[TO BE DONE]:
Find the line that contains "Where can the man with". Then set down that line and all the lines after it, to the end of the records, exactly and with nothing added.

:::

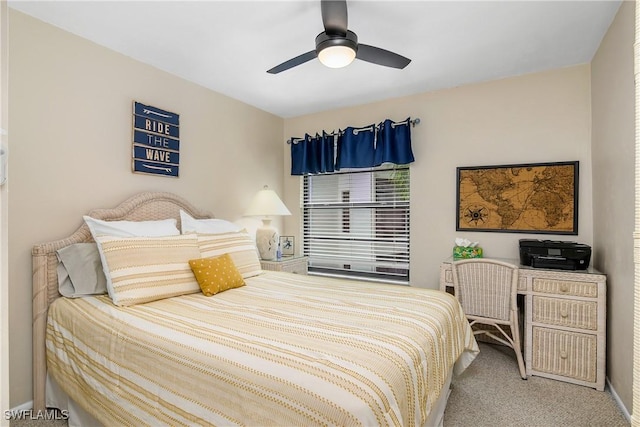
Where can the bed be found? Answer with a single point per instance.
(283, 349)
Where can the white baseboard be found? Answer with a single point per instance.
(617, 399)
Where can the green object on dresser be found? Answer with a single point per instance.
(465, 252)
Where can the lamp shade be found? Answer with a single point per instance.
(267, 203)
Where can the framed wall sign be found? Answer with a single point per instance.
(287, 245)
(156, 141)
(526, 198)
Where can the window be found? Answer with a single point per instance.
(356, 224)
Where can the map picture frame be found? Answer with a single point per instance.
(534, 198)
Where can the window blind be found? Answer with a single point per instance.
(356, 223)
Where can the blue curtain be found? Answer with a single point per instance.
(393, 143)
(389, 142)
(356, 148)
(313, 155)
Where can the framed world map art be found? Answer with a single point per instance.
(526, 198)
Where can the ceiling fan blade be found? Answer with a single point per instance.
(293, 62)
(334, 17)
(380, 56)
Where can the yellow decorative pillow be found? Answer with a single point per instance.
(216, 274)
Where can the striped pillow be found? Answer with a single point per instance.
(144, 269)
(238, 244)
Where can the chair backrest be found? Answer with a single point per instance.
(486, 287)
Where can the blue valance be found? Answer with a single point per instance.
(313, 155)
(356, 148)
(394, 143)
(366, 147)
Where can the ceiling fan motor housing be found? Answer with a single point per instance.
(324, 40)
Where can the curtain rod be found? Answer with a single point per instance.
(413, 122)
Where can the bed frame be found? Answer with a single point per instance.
(140, 207)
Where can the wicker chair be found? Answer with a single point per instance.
(487, 291)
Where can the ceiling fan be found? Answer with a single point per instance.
(337, 47)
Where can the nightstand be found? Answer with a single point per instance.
(293, 264)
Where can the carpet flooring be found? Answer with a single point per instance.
(491, 393)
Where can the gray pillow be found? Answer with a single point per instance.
(80, 271)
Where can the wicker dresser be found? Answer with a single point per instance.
(297, 265)
(565, 322)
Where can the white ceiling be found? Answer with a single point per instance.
(227, 46)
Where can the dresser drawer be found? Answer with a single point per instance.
(565, 312)
(296, 268)
(568, 354)
(566, 287)
(448, 279)
(290, 265)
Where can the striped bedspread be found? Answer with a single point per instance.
(284, 350)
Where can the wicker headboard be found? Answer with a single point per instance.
(141, 207)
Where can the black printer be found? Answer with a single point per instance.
(554, 254)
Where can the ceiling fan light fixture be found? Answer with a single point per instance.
(337, 56)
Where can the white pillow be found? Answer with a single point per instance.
(159, 228)
(144, 269)
(209, 226)
(80, 271)
(98, 227)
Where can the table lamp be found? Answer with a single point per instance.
(267, 204)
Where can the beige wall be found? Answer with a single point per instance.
(71, 118)
(541, 117)
(4, 276)
(613, 152)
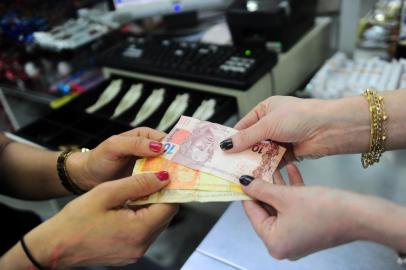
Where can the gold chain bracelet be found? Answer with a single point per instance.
(378, 132)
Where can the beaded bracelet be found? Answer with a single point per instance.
(402, 259)
(63, 173)
(378, 132)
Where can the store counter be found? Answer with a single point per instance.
(233, 244)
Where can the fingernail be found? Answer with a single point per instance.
(245, 180)
(155, 146)
(163, 176)
(226, 144)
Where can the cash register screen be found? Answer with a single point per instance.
(162, 7)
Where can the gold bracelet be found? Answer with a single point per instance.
(378, 132)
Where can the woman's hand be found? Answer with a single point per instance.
(294, 221)
(314, 128)
(114, 158)
(95, 229)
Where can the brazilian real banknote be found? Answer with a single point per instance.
(200, 171)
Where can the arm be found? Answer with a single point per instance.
(318, 128)
(83, 233)
(30, 173)
(309, 219)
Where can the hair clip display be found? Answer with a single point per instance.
(107, 96)
(150, 106)
(129, 99)
(174, 112)
(206, 110)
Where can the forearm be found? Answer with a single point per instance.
(30, 173)
(347, 122)
(381, 221)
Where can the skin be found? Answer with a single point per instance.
(95, 228)
(296, 225)
(314, 128)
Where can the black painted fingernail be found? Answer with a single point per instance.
(226, 144)
(245, 180)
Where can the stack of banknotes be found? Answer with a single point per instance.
(200, 171)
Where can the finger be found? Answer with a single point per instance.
(263, 191)
(253, 116)
(246, 138)
(119, 146)
(278, 178)
(159, 214)
(258, 217)
(116, 193)
(295, 177)
(146, 132)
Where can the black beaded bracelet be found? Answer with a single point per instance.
(402, 259)
(63, 173)
(29, 255)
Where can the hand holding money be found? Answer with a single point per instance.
(200, 170)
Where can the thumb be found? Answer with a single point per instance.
(271, 194)
(247, 137)
(117, 193)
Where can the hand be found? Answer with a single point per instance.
(95, 229)
(314, 128)
(115, 157)
(304, 220)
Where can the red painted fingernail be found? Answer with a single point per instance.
(155, 146)
(163, 176)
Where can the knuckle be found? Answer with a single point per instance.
(278, 253)
(145, 181)
(139, 143)
(112, 140)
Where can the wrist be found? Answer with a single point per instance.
(346, 125)
(76, 166)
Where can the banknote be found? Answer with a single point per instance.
(184, 196)
(195, 144)
(184, 178)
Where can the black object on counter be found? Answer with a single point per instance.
(256, 22)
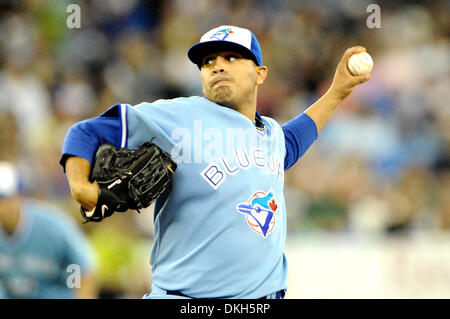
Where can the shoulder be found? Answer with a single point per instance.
(168, 103)
(270, 122)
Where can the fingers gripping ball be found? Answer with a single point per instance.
(360, 63)
(128, 179)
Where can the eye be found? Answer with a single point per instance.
(208, 60)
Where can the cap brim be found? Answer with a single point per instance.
(198, 51)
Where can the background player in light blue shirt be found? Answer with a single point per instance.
(42, 252)
(220, 231)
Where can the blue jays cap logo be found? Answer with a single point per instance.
(221, 34)
(260, 212)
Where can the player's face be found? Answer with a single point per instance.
(230, 79)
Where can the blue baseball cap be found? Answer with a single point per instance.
(223, 38)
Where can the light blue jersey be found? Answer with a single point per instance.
(34, 260)
(220, 231)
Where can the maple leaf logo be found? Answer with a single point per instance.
(273, 205)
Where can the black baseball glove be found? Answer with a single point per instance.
(128, 179)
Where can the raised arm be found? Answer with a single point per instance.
(343, 84)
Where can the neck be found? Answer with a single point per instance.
(249, 109)
(10, 219)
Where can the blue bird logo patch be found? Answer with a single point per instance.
(260, 212)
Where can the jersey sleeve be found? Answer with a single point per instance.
(299, 133)
(84, 138)
(124, 125)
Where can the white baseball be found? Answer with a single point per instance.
(360, 63)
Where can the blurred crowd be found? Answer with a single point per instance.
(381, 166)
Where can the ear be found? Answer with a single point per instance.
(261, 74)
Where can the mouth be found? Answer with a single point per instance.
(220, 80)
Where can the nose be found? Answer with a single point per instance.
(219, 65)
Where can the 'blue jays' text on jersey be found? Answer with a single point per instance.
(38, 258)
(220, 231)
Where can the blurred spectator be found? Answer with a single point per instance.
(42, 253)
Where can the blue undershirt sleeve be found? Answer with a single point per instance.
(299, 134)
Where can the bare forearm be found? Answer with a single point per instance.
(77, 172)
(321, 111)
(343, 85)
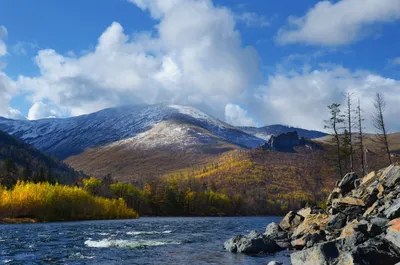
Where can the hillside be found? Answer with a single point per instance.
(267, 131)
(23, 154)
(142, 126)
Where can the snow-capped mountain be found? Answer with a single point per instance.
(267, 131)
(140, 126)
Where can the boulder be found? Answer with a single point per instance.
(253, 243)
(371, 210)
(368, 179)
(275, 263)
(393, 211)
(347, 183)
(272, 230)
(321, 254)
(314, 238)
(337, 221)
(347, 201)
(393, 232)
(391, 176)
(291, 220)
(310, 224)
(375, 251)
(305, 212)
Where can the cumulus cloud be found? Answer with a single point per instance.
(251, 19)
(235, 115)
(8, 88)
(39, 110)
(15, 114)
(301, 99)
(196, 58)
(338, 23)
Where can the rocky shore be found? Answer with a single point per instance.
(361, 225)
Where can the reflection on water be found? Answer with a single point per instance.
(143, 241)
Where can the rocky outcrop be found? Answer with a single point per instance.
(286, 142)
(361, 224)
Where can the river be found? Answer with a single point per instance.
(153, 240)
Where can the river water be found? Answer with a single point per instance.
(143, 241)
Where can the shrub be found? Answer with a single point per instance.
(46, 202)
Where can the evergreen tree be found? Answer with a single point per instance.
(27, 172)
(335, 123)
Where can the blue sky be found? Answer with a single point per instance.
(247, 62)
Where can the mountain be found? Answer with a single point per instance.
(267, 131)
(144, 127)
(134, 142)
(23, 154)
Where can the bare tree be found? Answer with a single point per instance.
(335, 124)
(349, 112)
(360, 128)
(379, 123)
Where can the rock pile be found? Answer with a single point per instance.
(361, 225)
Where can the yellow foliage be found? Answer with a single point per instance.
(46, 202)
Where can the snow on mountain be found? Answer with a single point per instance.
(144, 126)
(267, 131)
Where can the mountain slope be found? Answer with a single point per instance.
(23, 154)
(135, 126)
(267, 131)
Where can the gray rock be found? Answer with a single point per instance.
(391, 176)
(321, 254)
(357, 183)
(275, 263)
(272, 230)
(381, 222)
(355, 239)
(253, 243)
(291, 220)
(347, 183)
(260, 244)
(314, 238)
(353, 212)
(394, 210)
(231, 244)
(375, 251)
(393, 236)
(337, 221)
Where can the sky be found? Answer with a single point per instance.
(250, 63)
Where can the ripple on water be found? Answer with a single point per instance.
(107, 243)
(136, 233)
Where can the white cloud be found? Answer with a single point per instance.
(3, 35)
(39, 110)
(15, 114)
(251, 19)
(235, 115)
(195, 58)
(395, 61)
(22, 48)
(301, 99)
(339, 23)
(8, 88)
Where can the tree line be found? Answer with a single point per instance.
(347, 128)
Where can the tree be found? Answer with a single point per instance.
(27, 172)
(10, 172)
(379, 123)
(349, 112)
(335, 124)
(360, 128)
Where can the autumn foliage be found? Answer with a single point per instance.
(46, 202)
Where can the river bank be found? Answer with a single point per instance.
(361, 225)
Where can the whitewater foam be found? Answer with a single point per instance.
(136, 233)
(107, 243)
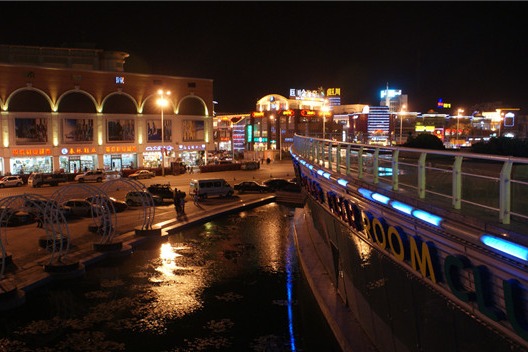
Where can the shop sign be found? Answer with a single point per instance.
(120, 149)
(31, 151)
(79, 150)
(192, 147)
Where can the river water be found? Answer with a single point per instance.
(232, 284)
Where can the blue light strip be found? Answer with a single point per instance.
(505, 246)
(380, 198)
(404, 208)
(427, 217)
(342, 182)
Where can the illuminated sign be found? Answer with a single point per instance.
(422, 257)
(390, 92)
(332, 92)
(78, 150)
(307, 113)
(443, 105)
(120, 149)
(192, 147)
(306, 94)
(31, 151)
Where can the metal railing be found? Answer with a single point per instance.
(497, 184)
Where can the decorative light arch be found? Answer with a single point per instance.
(155, 96)
(97, 107)
(138, 108)
(5, 106)
(193, 97)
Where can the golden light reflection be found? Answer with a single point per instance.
(177, 287)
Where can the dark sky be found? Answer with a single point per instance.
(467, 53)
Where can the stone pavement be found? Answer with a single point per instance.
(27, 272)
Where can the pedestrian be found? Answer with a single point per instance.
(177, 203)
(195, 197)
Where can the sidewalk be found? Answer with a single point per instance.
(24, 275)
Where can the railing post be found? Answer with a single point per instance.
(421, 175)
(457, 182)
(360, 163)
(395, 169)
(347, 160)
(375, 166)
(505, 192)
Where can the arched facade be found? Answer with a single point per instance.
(70, 119)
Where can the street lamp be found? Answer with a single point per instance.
(162, 102)
(458, 117)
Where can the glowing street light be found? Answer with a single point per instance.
(162, 102)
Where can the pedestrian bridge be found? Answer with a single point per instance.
(455, 221)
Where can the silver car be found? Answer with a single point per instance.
(11, 181)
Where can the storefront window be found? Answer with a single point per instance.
(29, 165)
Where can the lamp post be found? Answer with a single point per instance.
(162, 102)
(458, 118)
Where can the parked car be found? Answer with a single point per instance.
(119, 205)
(91, 176)
(112, 175)
(82, 207)
(36, 206)
(11, 181)
(276, 183)
(137, 198)
(164, 191)
(251, 186)
(140, 174)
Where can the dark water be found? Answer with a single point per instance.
(232, 284)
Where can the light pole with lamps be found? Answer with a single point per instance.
(162, 102)
(458, 118)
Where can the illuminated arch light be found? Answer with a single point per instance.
(505, 246)
(342, 182)
(427, 217)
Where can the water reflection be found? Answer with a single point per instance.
(227, 285)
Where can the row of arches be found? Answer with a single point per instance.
(31, 99)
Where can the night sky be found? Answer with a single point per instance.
(468, 53)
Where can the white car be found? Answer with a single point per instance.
(142, 174)
(112, 175)
(91, 176)
(11, 181)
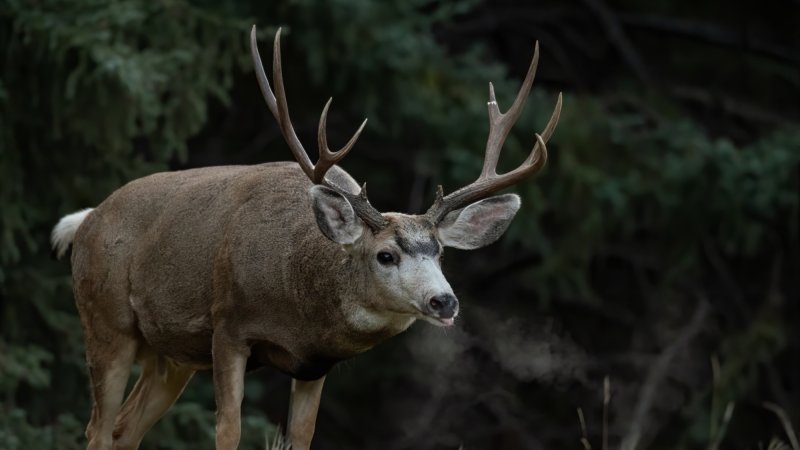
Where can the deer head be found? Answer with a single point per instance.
(402, 252)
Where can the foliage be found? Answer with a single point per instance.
(669, 185)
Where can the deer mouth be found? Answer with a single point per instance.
(447, 322)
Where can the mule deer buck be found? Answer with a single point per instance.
(282, 264)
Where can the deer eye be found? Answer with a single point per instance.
(385, 258)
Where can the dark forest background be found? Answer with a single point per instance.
(645, 296)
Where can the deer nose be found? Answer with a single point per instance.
(446, 305)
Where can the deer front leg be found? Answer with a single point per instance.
(303, 407)
(230, 361)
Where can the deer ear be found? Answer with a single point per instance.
(335, 216)
(478, 224)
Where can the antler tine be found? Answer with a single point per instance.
(276, 101)
(499, 126)
(500, 123)
(327, 158)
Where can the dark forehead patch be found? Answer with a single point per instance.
(417, 239)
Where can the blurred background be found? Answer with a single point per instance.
(646, 295)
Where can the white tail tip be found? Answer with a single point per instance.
(64, 231)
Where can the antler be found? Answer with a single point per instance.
(499, 126)
(316, 172)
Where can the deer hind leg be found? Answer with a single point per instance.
(303, 407)
(109, 364)
(160, 384)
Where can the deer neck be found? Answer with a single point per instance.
(367, 322)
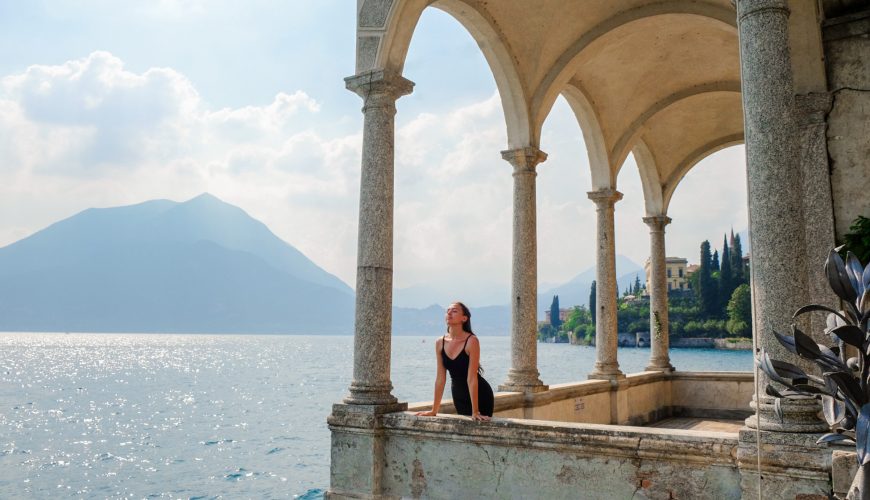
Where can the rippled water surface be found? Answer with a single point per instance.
(202, 416)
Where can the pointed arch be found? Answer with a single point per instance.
(562, 70)
(692, 159)
(622, 145)
(393, 50)
(596, 147)
(649, 179)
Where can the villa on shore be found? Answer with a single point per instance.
(669, 82)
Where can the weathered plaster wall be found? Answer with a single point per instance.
(699, 394)
(456, 458)
(637, 399)
(847, 50)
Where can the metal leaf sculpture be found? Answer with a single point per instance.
(844, 387)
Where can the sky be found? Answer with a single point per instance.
(106, 103)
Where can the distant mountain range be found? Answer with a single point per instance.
(207, 266)
(162, 266)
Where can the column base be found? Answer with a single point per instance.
(357, 452)
(364, 394)
(799, 416)
(792, 465)
(523, 381)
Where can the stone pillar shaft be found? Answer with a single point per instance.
(778, 260)
(658, 308)
(606, 334)
(374, 286)
(818, 205)
(523, 375)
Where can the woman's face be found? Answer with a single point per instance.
(454, 315)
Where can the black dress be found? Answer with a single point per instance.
(458, 369)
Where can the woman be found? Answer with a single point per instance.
(458, 352)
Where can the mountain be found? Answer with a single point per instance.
(576, 290)
(163, 266)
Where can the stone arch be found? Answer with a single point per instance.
(396, 40)
(621, 147)
(562, 70)
(650, 182)
(670, 184)
(596, 147)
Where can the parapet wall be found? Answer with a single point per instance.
(559, 444)
(636, 399)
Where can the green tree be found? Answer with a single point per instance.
(726, 276)
(737, 260)
(706, 290)
(555, 320)
(740, 312)
(592, 301)
(858, 239)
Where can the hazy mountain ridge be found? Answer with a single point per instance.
(206, 266)
(161, 266)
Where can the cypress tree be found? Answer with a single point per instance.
(726, 276)
(593, 309)
(737, 261)
(555, 320)
(706, 291)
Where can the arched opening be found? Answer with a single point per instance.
(452, 204)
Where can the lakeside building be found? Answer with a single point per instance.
(669, 82)
(676, 270)
(563, 315)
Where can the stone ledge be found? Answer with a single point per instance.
(712, 376)
(696, 447)
(361, 416)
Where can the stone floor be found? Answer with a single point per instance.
(700, 424)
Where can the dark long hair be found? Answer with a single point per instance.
(466, 327)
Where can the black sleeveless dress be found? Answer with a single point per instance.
(458, 369)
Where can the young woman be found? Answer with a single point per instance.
(458, 352)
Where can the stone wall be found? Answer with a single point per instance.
(637, 399)
(847, 44)
(456, 458)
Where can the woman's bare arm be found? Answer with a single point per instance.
(473, 350)
(440, 382)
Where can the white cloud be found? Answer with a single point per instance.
(91, 133)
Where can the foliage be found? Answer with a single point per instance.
(593, 300)
(555, 320)
(706, 290)
(740, 312)
(858, 239)
(844, 387)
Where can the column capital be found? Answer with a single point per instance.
(811, 108)
(747, 8)
(380, 83)
(524, 159)
(657, 222)
(604, 197)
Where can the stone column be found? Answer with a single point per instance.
(818, 204)
(523, 375)
(606, 338)
(658, 302)
(374, 282)
(776, 223)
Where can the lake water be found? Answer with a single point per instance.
(203, 416)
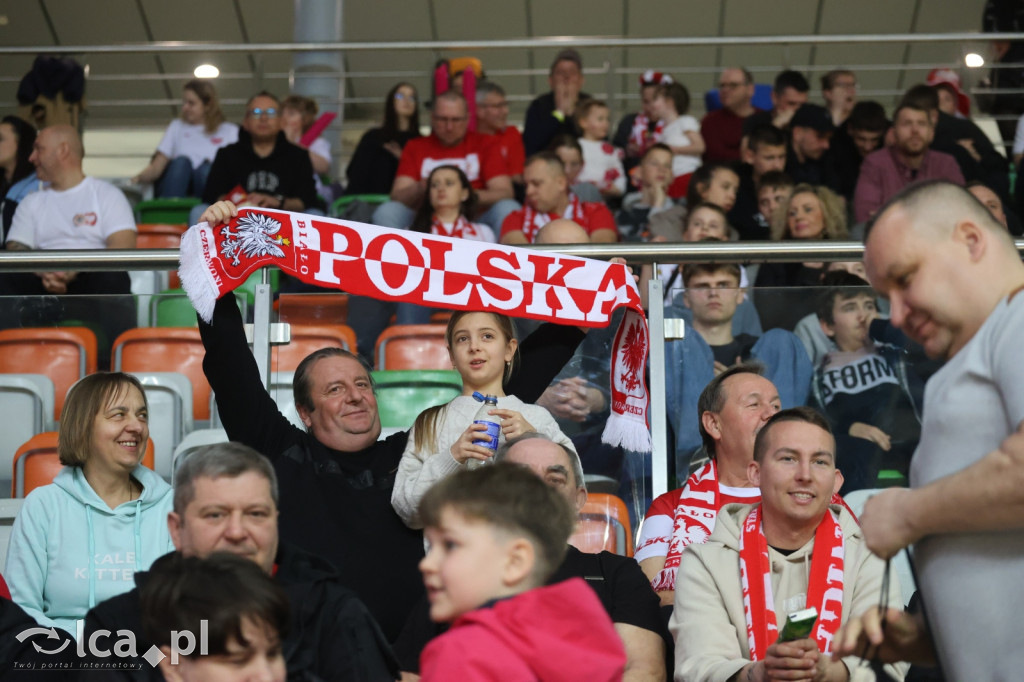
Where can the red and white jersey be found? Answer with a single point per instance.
(476, 155)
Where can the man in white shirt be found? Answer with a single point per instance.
(76, 212)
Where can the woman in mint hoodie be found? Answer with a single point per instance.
(80, 540)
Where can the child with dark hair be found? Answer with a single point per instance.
(865, 388)
(602, 162)
(681, 133)
(497, 535)
(242, 611)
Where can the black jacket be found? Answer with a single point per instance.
(338, 505)
(331, 634)
(287, 171)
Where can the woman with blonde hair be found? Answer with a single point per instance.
(809, 213)
(80, 540)
(181, 164)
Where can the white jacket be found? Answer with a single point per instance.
(708, 622)
(418, 471)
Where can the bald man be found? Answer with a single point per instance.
(549, 198)
(953, 279)
(76, 212)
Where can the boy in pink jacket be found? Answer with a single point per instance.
(497, 534)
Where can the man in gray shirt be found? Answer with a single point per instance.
(953, 280)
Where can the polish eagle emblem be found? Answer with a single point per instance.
(633, 352)
(255, 236)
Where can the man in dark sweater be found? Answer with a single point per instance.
(225, 500)
(271, 171)
(336, 477)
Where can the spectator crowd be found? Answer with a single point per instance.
(335, 552)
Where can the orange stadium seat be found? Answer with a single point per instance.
(36, 463)
(166, 349)
(306, 339)
(413, 347)
(312, 308)
(604, 524)
(62, 353)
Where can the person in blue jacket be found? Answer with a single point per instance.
(80, 540)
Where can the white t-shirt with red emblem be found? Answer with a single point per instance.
(476, 155)
(674, 134)
(602, 166)
(82, 217)
(194, 142)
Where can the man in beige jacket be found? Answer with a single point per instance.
(794, 551)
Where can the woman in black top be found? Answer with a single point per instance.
(375, 161)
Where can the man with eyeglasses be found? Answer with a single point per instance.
(723, 128)
(492, 119)
(269, 171)
(798, 549)
(712, 298)
(450, 143)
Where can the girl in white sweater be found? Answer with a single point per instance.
(482, 347)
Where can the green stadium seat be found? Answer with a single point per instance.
(171, 211)
(339, 205)
(402, 394)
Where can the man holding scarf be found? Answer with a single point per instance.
(336, 477)
(548, 198)
(796, 550)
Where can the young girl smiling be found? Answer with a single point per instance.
(482, 347)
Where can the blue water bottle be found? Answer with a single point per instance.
(489, 437)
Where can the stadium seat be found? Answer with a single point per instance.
(167, 349)
(36, 463)
(604, 524)
(402, 394)
(413, 347)
(64, 353)
(194, 441)
(312, 308)
(306, 339)
(761, 99)
(8, 512)
(27, 406)
(169, 397)
(173, 211)
(340, 204)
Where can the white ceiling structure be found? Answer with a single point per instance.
(130, 96)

:::

[TASK RESULT]:
Where can the man with eyeglasses be found? Answer with a single point per instance.
(723, 128)
(492, 119)
(269, 171)
(798, 549)
(712, 298)
(450, 143)
Where can the girl in white sweater be found? Answer with a single point per instance.
(482, 347)
Where can the green stadium seat be found? Answer with a single point per instance.
(171, 211)
(339, 205)
(402, 394)
Where can the man holding scarf be found? Answer with a single point per instance.
(336, 477)
(548, 198)
(796, 550)
Where can the young girl smiling be found? Answer with a single point per instance.
(482, 347)
Where can the blue water bottle be found? Answer with a single point per instance.
(489, 437)
Where can the stadium seat be found? Answer with a single point per instance.
(167, 349)
(36, 463)
(604, 524)
(402, 394)
(413, 347)
(64, 353)
(194, 441)
(312, 308)
(306, 339)
(761, 99)
(8, 512)
(27, 406)
(169, 397)
(173, 211)
(340, 204)
Where can the white ceiling structure be found? Answer with a single point per instance.
(130, 96)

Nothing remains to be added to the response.